» **Written task**: Reproduce every one of the following rows verbatim, with no change to any character.

» **Dataset excerpts**:
┄┄┄┄┄┄

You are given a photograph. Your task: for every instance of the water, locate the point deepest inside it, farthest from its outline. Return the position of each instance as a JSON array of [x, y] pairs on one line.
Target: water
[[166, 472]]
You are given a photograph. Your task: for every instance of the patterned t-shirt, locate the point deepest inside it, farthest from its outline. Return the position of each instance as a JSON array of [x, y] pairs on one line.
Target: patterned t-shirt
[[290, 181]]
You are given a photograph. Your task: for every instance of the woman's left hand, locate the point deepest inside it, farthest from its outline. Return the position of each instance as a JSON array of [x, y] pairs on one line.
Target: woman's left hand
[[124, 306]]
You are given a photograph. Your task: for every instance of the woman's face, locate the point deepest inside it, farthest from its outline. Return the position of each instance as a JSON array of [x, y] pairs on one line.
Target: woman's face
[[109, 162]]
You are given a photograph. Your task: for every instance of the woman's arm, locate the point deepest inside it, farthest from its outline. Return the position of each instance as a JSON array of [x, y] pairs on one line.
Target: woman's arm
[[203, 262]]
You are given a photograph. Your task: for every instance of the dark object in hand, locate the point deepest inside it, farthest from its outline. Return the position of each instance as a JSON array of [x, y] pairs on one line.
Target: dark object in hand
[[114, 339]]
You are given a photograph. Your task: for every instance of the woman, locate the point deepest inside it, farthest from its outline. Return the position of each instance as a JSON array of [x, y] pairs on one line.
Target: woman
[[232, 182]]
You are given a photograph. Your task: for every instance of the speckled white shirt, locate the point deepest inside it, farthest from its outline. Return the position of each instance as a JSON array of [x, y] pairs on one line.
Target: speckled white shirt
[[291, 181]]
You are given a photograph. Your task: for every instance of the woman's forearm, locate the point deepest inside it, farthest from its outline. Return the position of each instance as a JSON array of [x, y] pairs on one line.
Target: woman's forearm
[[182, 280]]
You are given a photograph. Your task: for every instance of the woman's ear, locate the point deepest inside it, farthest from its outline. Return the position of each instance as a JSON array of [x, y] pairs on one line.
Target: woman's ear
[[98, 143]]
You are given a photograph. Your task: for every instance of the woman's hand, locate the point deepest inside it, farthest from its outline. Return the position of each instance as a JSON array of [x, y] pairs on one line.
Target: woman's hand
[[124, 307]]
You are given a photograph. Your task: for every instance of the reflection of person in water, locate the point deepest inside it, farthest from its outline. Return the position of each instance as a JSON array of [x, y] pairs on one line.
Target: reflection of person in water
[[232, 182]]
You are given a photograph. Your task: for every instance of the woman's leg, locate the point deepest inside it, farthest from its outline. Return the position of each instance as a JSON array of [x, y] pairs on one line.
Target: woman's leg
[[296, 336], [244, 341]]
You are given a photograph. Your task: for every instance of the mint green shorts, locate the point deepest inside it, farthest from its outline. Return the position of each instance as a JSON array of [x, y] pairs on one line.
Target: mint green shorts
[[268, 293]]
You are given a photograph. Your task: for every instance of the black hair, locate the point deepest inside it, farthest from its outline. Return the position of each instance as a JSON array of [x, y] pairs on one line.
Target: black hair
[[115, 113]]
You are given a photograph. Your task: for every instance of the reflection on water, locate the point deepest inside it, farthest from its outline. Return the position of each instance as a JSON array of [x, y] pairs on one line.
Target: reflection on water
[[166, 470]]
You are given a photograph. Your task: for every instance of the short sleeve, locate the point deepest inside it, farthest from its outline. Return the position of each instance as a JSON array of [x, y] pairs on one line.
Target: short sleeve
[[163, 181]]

┄┄┄┄┄┄

» **Reply to the exercise**:
You are given a photograph. Your task: for every instance of the water, locate the point deepest inside it, farthest from its outline. Return the position of each instance as a JSON array of [x, y] pairs on one line.
Target: water
[[166, 472]]
You are given a photograph. Your task: for every instance of the patterned t-shirt, locate the point deepest inside it, farthest from its outline. Return the position of each instance as a JSON array of [x, y] pairs on one line.
Target: patterned t-shirt
[[290, 181]]
You are given a photograph. Your task: for every instance of the woman's left hand, locate the point deepest inside it, farthest from its outline. Return the position of each instance as a JSON array of [x, y] pairs on one line.
Target: woman's left hand
[[124, 306]]
You are given a photograph. Your task: for every instance of the woman's face, locate the point deepest inside it, farthest from its outline. Return the position of each instance as a JSON array of [x, y] pairs on one line.
Target: woman's face
[[109, 162]]
You are given a photograph. Your task: for every instance of the woman's arm, locate the point deepest inside it, farthest from its outline. Return the position of each instance as a JSON array of [x, y] pairs on one line.
Target: woman's arm
[[203, 262]]
You are given a photograph. Your task: for every instance of the dark object in hand, locate the point deepest inside it, farthest from its outline. Return the position of each instance as a JSON array of [x, y] pairs on one line.
Target: dark object in hand
[[114, 339]]
You are given a photograph. Your task: for every instance of the woman, locate the point deepest inside it, farthest from its outline. Return the position of each instance as a JSON array of [x, y] pairs on one line.
Target: woman
[[232, 182]]
You are given a photograph. Your task: for every instance of the speckled white shirt, locate the point deepest inside it, farthest from its outline. Return the position of each instance as a JSON array of [x, y] pairs on one line.
Target: speckled white shirt
[[291, 181]]
You are given a photograph. Your task: for every instance of the woman's forearm, locate the point deepest inside it, farthest from its outline. Return the position of each instance as a JSON array of [x, y] pairs on one line.
Target: woman's forearm
[[182, 280]]
You are given a photograph. Your task: for every instance of the woman's ear, locate the point deepest inside it, farthest from its outline. Return the position of each instance as a JSON array of [x, y] pairs on one line.
Target: woman's ear
[[98, 143]]
You are given a photograph. Your task: for every instance of the woman's hand, locate the point deepest inside it, farthest from its outline. Return the position of each instance as a JSON array of [x, y] pairs on one line.
Target: woman's hand
[[124, 307]]
You are given a photograph. Your task: for every instance of the reflection of person in water, locate the point deepest inside it, farthest from its outline. Return the position of each instance as a JSON array of [x, y] pairs on one line.
Target: reflection of person in water
[[232, 182]]
You are given a photograph. Your task: for every instance of the woman's leg, locate the point deepest inside it, farthest from its outline. Return the position of each instance as a JSON array of [x, y] pairs on one line.
Target: woman's leg
[[296, 336], [244, 341]]
You are given a photograph. Your task: for every instance of the mint green shorts, locate the point deepest inside it, farthest from its outline. Return the position of each instance as a JSON array of [x, y] pairs on one line.
Target: mint green shorts
[[268, 293]]
You are given a photograph. Your task: for every instance of the black hair, locate the point deepest inside it, farthest from its outline. Return the position of each instance as a JSON array of [x, y] pairs on one line.
Target: black hair
[[115, 113]]
You are given a photograph. Your task: for every instance of the reflection on water, locate the point deepest inside it, farthest from its outline. Return the position of each instance as a JSON array of [x, y] pairs on one line.
Target: reflection on water
[[166, 470]]
You are given a photograph. Your task: for every instance of the short sleeve, locate the point deepest inside it, farthest from its outline. Return the position of each instance as a JSON array of [x, y] pairs on one line.
Target: short sleeve
[[163, 181]]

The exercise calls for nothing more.